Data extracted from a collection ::
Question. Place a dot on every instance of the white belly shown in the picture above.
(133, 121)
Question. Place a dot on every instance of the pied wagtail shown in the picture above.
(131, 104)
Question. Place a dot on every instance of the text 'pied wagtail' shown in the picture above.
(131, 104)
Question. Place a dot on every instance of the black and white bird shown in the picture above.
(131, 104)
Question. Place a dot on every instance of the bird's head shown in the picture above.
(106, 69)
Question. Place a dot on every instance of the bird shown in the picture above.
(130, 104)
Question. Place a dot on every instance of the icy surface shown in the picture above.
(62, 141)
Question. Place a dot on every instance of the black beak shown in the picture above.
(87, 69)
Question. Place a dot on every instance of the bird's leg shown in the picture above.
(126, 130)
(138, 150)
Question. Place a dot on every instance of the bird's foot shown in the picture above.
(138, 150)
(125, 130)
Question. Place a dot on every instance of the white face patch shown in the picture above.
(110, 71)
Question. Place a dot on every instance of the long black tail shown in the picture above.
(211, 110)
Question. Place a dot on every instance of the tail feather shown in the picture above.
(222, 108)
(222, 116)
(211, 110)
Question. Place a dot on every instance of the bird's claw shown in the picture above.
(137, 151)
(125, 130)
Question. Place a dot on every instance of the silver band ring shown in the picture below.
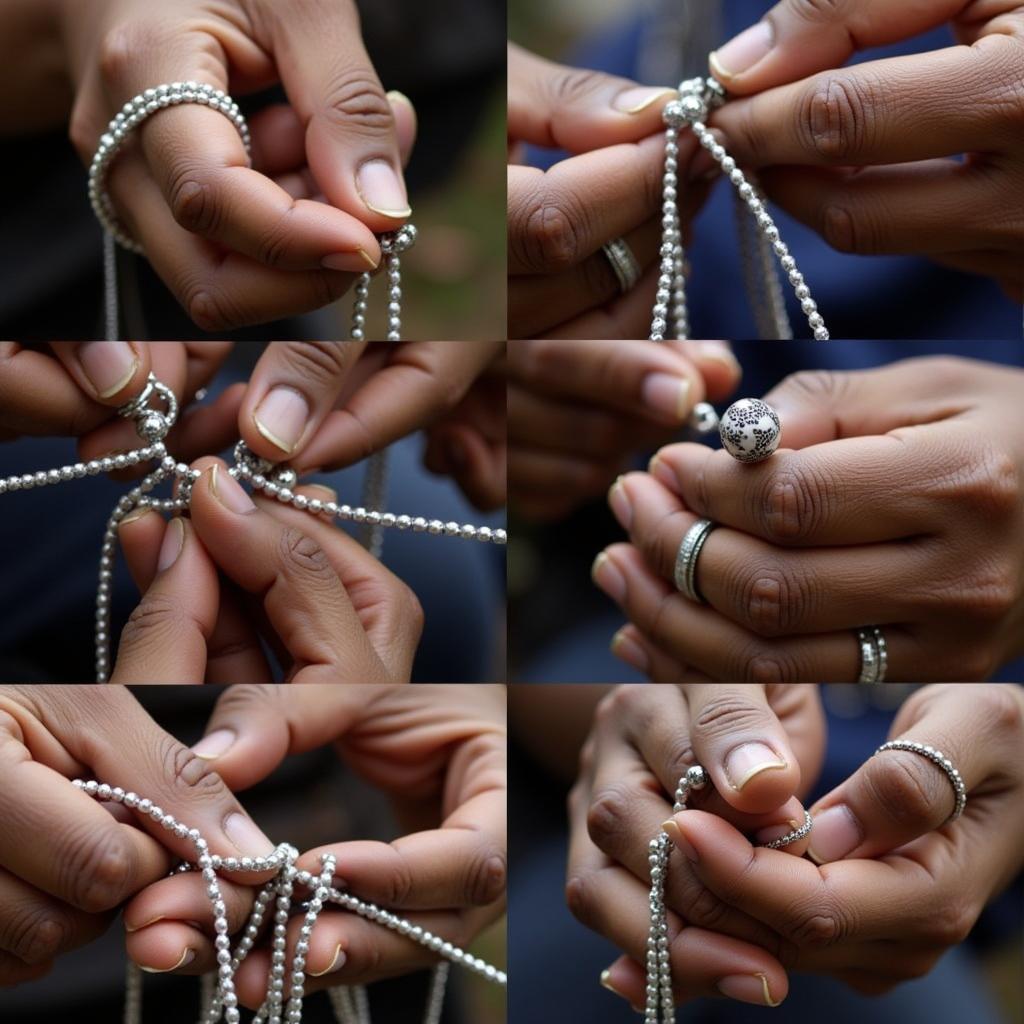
(624, 263)
(873, 655)
(685, 572)
(939, 759)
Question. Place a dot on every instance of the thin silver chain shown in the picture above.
(272, 480)
(282, 1006)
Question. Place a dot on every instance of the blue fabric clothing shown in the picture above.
(859, 296)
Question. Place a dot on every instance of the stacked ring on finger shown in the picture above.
(685, 571)
(873, 655)
(131, 116)
(939, 759)
(623, 262)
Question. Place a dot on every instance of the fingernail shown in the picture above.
(837, 833)
(772, 833)
(353, 262)
(718, 351)
(672, 829)
(742, 52)
(246, 837)
(667, 395)
(621, 505)
(606, 982)
(625, 647)
(639, 98)
(217, 742)
(748, 988)
(108, 365)
(336, 965)
(174, 541)
(608, 577)
(186, 957)
(135, 515)
(750, 760)
(145, 924)
(282, 418)
(382, 189)
(662, 472)
(229, 493)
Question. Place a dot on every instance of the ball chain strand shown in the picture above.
(272, 480)
(697, 97)
(280, 1006)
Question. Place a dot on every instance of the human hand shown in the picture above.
(67, 862)
(326, 404)
(875, 924)
(437, 751)
(762, 747)
(560, 282)
(875, 515)
(237, 244)
(331, 611)
(867, 155)
(579, 411)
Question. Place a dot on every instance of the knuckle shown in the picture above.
(95, 869)
(905, 787)
(36, 934)
(486, 877)
(838, 117)
(607, 816)
(354, 99)
(320, 363)
(794, 502)
(154, 622)
(583, 899)
(550, 236)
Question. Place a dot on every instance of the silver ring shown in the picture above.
(873, 655)
(623, 262)
(685, 572)
(937, 758)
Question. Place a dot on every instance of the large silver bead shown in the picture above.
(751, 430)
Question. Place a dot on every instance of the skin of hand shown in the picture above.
(877, 923)
(560, 283)
(438, 752)
(67, 861)
(580, 411)
(240, 568)
(898, 502)
(762, 748)
(239, 244)
(867, 155)
(326, 404)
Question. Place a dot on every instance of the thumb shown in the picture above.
(254, 728)
(556, 107)
(899, 795)
(738, 739)
(351, 137)
(823, 406)
(798, 38)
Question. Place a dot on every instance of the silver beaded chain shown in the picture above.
(697, 97)
(144, 105)
(220, 1000)
(660, 1007)
(273, 480)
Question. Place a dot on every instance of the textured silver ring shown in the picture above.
(939, 759)
(873, 655)
(624, 263)
(685, 572)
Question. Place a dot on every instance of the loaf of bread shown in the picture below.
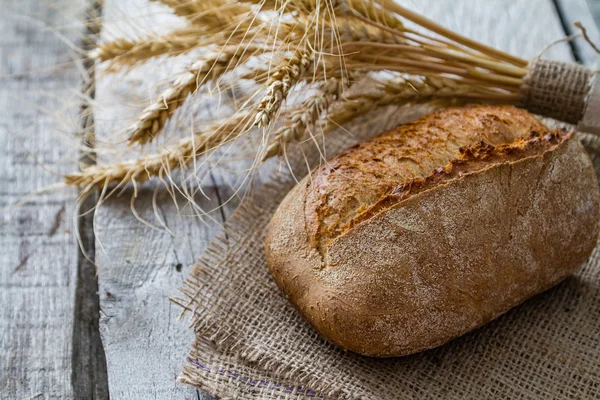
(410, 239)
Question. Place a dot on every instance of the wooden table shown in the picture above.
(67, 333)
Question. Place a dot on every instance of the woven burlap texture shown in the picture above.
(252, 344)
(556, 89)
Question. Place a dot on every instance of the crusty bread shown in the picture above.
(412, 238)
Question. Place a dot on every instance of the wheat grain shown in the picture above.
(174, 157)
(283, 78)
(211, 15)
(398, 91)
(131, 52)
(211, 66)
(304, 117)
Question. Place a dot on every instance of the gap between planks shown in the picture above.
(89, 370)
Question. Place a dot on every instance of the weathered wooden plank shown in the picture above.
(139, 267)
(40, 258)
(572, 11)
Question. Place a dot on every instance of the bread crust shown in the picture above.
(453, 250)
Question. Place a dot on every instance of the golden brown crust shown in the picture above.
(363, 175)
(448, 253)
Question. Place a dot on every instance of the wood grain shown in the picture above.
(572, 11)
(40, 258)
(140, 267)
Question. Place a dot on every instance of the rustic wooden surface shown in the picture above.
(48, 310)
(44, 353)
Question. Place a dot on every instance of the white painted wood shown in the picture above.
(579, 11)
(39, 253)
(145, 344)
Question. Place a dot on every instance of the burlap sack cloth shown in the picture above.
(252, 344)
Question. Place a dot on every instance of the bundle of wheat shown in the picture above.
(331, 46)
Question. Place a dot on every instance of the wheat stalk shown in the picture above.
(132, 52)
(211, 66)
(283, 78)
(398, 91)
(316, 43)
(163, 162)
(209, 14)
(304, 117)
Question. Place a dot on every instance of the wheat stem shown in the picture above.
(163, 162)
(211, 66)
(304, 117)
(131, 52)
(280, 82)
(434, 27)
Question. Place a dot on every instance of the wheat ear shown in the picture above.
(163, 162)
(280, 83)
(398, 91)
(131, 52)
(211, 15)
(211, 66)
(304, 117)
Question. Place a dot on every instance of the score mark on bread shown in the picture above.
(434, 228)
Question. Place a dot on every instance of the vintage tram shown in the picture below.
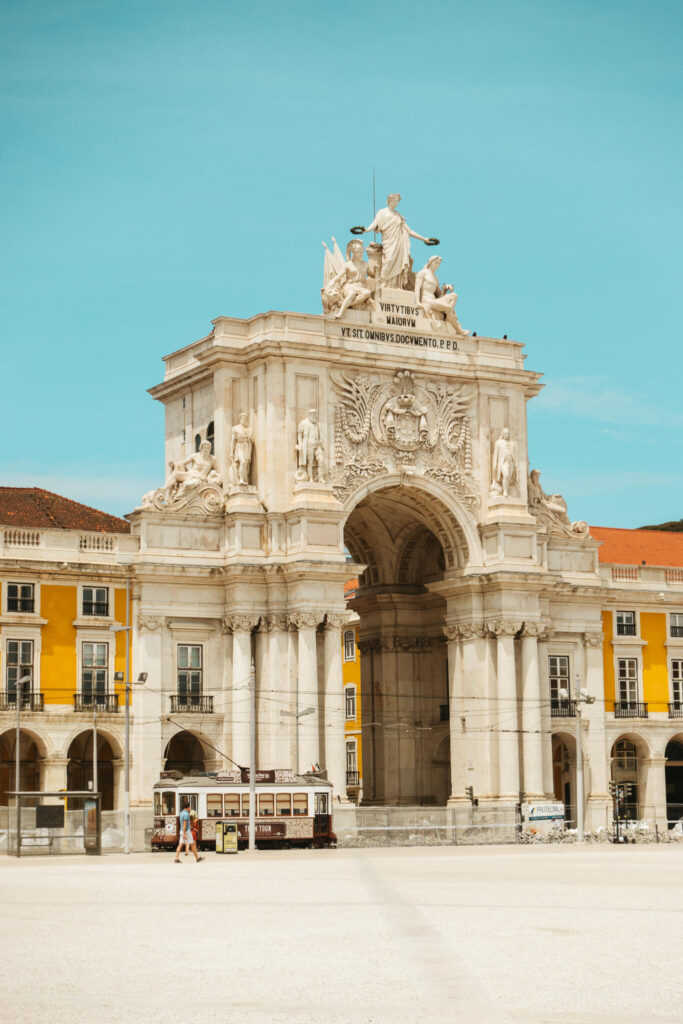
(291, 810)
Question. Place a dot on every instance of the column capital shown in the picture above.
(305, 620)
(240, 624)
(504, 627)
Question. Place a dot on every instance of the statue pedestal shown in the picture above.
(243, 498)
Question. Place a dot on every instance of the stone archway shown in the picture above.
(184, 753)
(80, 769)
(410, 542)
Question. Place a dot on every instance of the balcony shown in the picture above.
(193, 704)
(104, 702)
(630, 709)
(562, 709)
(30, 701)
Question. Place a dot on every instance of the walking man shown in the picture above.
(186, 838)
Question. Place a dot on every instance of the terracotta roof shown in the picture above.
(633, 547)
(36, 508)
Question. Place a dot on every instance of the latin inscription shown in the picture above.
(373, 334)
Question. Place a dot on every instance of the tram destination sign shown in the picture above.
(261, 776)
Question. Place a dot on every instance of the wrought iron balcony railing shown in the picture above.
(193, 702)
(630, 709)
(105, 702)
(562, 709)
(30, 701)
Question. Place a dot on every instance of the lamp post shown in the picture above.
(583, 696)
(297, 715)
(17, 749)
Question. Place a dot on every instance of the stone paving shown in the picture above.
(546, 934)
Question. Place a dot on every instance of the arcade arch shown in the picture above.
(410, 542)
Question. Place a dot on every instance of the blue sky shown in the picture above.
(166, 163)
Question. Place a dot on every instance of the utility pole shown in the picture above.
(252, 758)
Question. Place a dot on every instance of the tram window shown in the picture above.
(214, 805)
(265, 805)
(193, 798)
(283, 804)
(300, 803)
(231, 805)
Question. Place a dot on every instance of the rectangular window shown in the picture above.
(19, 665)
(189, 673)
(349, 645)
(20, 597)
(283, 805)
(558, 673)
(677, 680)
(300, 802)
(231, 805)
(94, 672)
(214, 805)
(95, 601)
(349, 693)
(266, 805)
(626, 624)
(628, 680)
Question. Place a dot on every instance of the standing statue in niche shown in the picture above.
(310, 451)
(437, 303)
(395, 243)
(242, 445)
(350, 287)
(505, 464)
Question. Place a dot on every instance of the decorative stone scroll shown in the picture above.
(193, 485)
(403, 425)
(551, 510)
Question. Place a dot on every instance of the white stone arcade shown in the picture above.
(390, 434)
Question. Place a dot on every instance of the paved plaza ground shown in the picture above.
(386, 936)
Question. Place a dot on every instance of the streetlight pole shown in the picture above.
(17, 749)
(582, 696)
(298, 715)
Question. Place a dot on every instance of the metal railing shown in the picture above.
(193, 702)
(630, 709)
(96, 701)
(30, 701)
(562, 709)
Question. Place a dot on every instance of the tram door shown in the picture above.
(322, 816)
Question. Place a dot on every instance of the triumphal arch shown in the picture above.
(382, 429)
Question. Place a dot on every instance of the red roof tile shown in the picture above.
(633, 547)
(36, 508)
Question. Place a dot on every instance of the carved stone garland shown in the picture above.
(401, 425)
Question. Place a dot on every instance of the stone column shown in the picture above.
(335, 713)
(52, 773)
(598, 801)
(506, 715)
(307, 692)
(532, 737)
(242, 627)
(148, 704)
(456, 714)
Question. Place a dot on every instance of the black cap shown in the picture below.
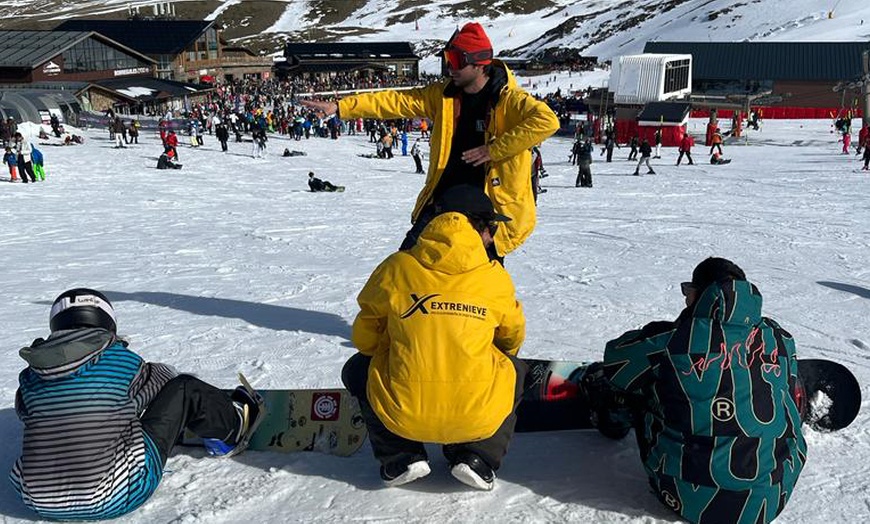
(715, 270)
(470, 201)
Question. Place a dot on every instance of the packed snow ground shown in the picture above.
(231, 265)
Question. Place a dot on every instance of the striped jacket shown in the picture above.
(85, 455)
(720, 435)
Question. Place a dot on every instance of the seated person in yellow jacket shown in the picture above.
(438, 332)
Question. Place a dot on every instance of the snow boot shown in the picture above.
(472, 471)
(398, 474)
(609, 413)
(251, 409)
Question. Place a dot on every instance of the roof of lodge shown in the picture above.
(29, 49)
(796, 61)
(152, 37)
(345, 50)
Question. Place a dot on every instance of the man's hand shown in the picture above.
(477, 156)
(328, 108)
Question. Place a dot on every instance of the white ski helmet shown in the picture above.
(81, 308)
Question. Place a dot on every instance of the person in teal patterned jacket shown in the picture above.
(712, 395)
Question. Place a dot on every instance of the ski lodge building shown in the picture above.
(184, 50)
(785, 79)
(136, 65)
(364, 59)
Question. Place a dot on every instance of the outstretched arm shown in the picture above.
(321, 106)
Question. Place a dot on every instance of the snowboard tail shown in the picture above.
(556, 397)
(830, 396)
(322, 420)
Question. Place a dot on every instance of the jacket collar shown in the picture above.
(731, 301)
(66, 349)
(450, 245)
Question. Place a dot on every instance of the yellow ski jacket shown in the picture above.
(517, 122)
(438, 321)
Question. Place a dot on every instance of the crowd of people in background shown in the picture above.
(257, 108)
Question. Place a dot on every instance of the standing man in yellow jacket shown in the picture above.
(438, 332)
(484, 127)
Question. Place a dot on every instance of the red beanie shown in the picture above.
(472, 39)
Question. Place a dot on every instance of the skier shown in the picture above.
(38, 161)
(658, 140)
(172, 144)
(222, 134)
(686, 149)
(645, 153)
(584, 160)
(317, 186)
(538, 172)
(99, 422)
(575, 150)
(440, 367)
(713, 396)
(866, 157)
(716, 141)
(488, 141)
(10, 159)
(23, 150)
(165, 161)
(134, 131)
(609, 142)
(418, 157)
(633, 144)
(862, 138)
(847, 141)
(258, 134)
(718, 160)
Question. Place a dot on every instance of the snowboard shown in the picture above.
(329, 420)
(323, 420)
(828, 396)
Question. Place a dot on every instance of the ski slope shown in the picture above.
(231, 265)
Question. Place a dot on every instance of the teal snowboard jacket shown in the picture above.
(717, 425)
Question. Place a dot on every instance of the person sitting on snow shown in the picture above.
(717, 159)
(714, 400)
(166, 161)
(318, 185)
(100, 422)
(412, 372)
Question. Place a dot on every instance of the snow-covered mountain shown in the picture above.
(603, 28)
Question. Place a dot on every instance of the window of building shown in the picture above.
(91, 55)
(677, 75)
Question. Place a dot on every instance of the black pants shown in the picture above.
(391, 448)
(187, 402)
(584, 174)
(688, 155)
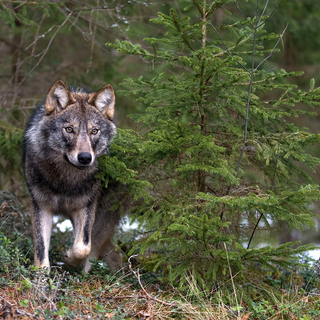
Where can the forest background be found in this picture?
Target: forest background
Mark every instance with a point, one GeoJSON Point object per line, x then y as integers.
{"type": "Point", "coordinates": [41, 42]}
{"type": "Point", "coordinates": [44, 41]}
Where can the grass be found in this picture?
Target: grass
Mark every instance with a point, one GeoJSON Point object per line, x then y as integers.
{"type": "Point", "coordinates": [133, 293]}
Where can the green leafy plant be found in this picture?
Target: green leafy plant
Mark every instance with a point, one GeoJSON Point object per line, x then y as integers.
{"type": "Point", "coordinates": [218, 148]}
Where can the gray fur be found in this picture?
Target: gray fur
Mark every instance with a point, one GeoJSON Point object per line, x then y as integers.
{"type": "Point", "coordinates": [62, 142]}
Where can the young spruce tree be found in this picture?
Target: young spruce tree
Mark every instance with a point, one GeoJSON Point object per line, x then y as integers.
{"type": "Point", "coordinates": [221, 158]}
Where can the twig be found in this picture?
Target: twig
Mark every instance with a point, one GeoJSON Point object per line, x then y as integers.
{"type": "Point", "coordinates": [48, 46]}
{"type": "Point", "coordinates": [137, 275]}
{"type": "Point", "coordinates": [272, 185]}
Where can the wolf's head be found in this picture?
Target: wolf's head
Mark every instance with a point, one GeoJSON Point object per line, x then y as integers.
{"type": "Point", "coordinates": [78, 125]}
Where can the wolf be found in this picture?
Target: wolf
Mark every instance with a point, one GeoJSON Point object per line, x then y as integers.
{"type": "Point", "coordinates": [62, 142]}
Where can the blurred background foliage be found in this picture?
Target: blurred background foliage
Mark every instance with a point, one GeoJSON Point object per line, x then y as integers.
{"type": "Point", "coordinates": [42, 41]}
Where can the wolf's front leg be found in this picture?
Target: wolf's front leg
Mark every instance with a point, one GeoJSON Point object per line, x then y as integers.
{"type": "Point", "coordinates": [82, 225]}
{"type": "Point", "coordinates": [41, 219]}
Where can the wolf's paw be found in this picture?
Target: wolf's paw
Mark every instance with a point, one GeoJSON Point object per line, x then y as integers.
{"type": "Point", "coordinates": [77, 255]}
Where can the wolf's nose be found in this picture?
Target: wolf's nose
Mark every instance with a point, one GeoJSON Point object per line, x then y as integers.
{"type": "Point", "coordinates": [84, 157]}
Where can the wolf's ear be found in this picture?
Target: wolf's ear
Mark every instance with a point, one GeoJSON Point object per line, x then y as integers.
{"type": "Point", "coordinates": [104, 100]}
{"type": "Point", "coordinates": [58, 98]}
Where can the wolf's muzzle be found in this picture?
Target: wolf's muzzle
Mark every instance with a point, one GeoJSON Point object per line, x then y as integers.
{"type": "Point", "coordinates": [84, 158]}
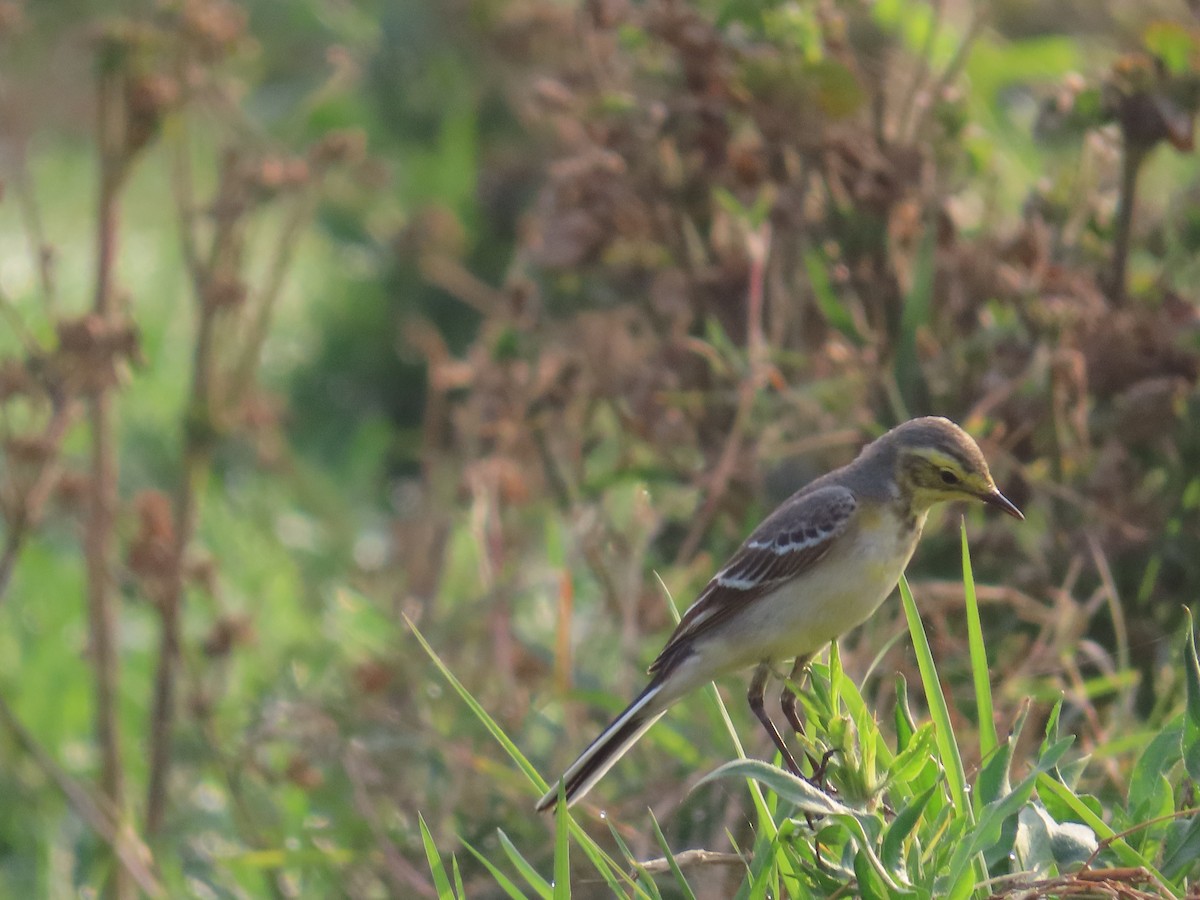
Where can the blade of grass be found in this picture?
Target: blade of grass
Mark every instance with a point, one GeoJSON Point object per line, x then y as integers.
{"type": "Point", "coordinates": [527, 871]}
{"type": "Point", "coordinates": [947, 744]}
{"type": "Point", "coordinates": [503, 880]}
{"type": "Point", "coordinates": [979, 673]}
{"type": "Point", "coordinates": [457, 876]}
{"type": "Point", "coordinates": [605, 865]}
{"type": "Point", "coordinates": [562, 849]}
{"type": "Point", "coordinates": [441, 881]}
{"type": "Point", "coordinates": [1128, 856]}
{"type": "Point", "coordinates": [671, 861]}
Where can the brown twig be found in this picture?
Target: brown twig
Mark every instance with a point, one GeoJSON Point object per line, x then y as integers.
{"type": "Point", "coordinates": [28, 509]}
{"type": "Point", "coordinates": [131, 853]}
{"type": "Point", "coordinates": [1132, 159]}
{"type": "Point", "coordinates": [198, 436]}
{"type": "Point", "coordinates": [99, 535]}
{"type": "Point", "coordinates": [759, 244]}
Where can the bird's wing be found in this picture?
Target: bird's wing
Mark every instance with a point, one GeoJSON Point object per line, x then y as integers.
{"type": "Point", "coordinates": [789, 543]}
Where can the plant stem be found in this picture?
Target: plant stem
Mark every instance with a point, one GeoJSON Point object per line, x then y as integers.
{"type": "Point", "coordinates": [1122, 232]}
{"type": "Point", "coordinates": [99, 544]}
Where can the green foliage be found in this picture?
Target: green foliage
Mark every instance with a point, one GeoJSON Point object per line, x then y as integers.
{"type": "Point", "coordinates": [609, 280]}
{"type": "Point", "coordinates": [913, 833]}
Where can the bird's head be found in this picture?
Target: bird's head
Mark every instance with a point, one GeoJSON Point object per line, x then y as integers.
{"type": "Point", "coordinates": [937, 461]}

WRITTEN TASK :: Starting with the line that contains "Where can the green foliage", write out each line through the end of the listing, exactly as it appears, and include nothing else.

RESULT ::
Where can the green foliage be found in this picture?
Target: green foliage
Mark every instance with a point, one GeoJSON Point object per line, x then y as integers.
{"type": "Point", "coordinates": [609, 280]}
{"type": "Point", "coordinates": [913, 833]}
Where can the bird's head be found in this picture?
Target: bird's head
Mark every instance with a point, one GeoJSON Point object per line, x then y as integers.
{"type": "Point", "coordinates": [937, 461]}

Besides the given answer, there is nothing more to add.